__PAGE EXTRACT__

One extreme case is the L. pratensis biotype, which is known to be the most divergent biotype and is considered a cryptic species (Peccoud et al., 2009a). It showed a very specific profile on the heatmap with strong similarity within this biotype (yellow group on Figure 3): a L. pratensis individual shared on average 72% of its unmapped reads with another L. pratensis individual, whereas only 23% were shared with an individual of another biotype.

These results show that the sets of unmapped reads contain sequence information specific to biotype or group of individuals and therefore may contain valuable sequences for biological analyses.

Where do these sequences come from?

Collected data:
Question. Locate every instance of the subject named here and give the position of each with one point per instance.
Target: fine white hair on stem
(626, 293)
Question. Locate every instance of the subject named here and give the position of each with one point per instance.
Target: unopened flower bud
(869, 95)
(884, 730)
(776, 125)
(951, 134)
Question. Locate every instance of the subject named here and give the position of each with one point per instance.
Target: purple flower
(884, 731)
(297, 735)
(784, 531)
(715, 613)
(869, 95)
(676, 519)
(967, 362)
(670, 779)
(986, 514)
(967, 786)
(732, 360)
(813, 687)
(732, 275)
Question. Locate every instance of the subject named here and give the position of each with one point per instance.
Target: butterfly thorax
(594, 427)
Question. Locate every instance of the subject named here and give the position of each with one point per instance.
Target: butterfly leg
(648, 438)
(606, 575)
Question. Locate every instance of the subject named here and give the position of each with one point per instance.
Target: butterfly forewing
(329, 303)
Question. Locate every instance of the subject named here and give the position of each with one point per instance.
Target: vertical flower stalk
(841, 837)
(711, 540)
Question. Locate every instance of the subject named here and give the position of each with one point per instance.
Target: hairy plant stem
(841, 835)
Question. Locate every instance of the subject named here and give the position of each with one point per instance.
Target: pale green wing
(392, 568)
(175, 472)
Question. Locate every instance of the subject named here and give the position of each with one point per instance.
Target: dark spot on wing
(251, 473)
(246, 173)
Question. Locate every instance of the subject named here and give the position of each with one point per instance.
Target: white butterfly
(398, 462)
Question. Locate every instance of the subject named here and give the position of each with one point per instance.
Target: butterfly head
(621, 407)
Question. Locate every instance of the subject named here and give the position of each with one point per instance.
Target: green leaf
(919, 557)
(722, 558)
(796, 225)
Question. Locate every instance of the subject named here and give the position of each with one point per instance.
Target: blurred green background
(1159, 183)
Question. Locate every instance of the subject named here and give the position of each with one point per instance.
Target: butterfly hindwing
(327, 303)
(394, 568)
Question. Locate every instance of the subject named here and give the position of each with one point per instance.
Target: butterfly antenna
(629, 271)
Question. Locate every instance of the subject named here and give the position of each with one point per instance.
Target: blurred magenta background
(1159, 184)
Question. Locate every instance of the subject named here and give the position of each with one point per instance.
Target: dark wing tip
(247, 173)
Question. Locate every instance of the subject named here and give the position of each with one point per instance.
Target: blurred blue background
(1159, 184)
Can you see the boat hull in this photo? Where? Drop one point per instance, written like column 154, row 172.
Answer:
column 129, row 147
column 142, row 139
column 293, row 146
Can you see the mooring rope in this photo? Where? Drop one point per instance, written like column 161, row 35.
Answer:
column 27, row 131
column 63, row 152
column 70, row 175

__WHAT TO DO__
Print the full passage on unmapped reads and the L. pratensis biotype, word for word.

__WRITTEN ANSWER__
One extreme case is the L. pratensis biotype, which is known to be the most divergent biotype and is considered a cryptic species (Peccoud et al., 2009a). It showed a very specific profile on the heatmap with strong similarity within this biotype (yellow group on Figure 3): a L. pratensis individual shared on average 72% of its unmapped reads with another L. pratensis individual, whereas only 23% were shared with an individual of another biotype.

These results show that the sets of unmapped reads contain sequence information specific to biotype or group of individuals and therefore may contain valuable sequences for biological analyses.

Where do these sequences come from?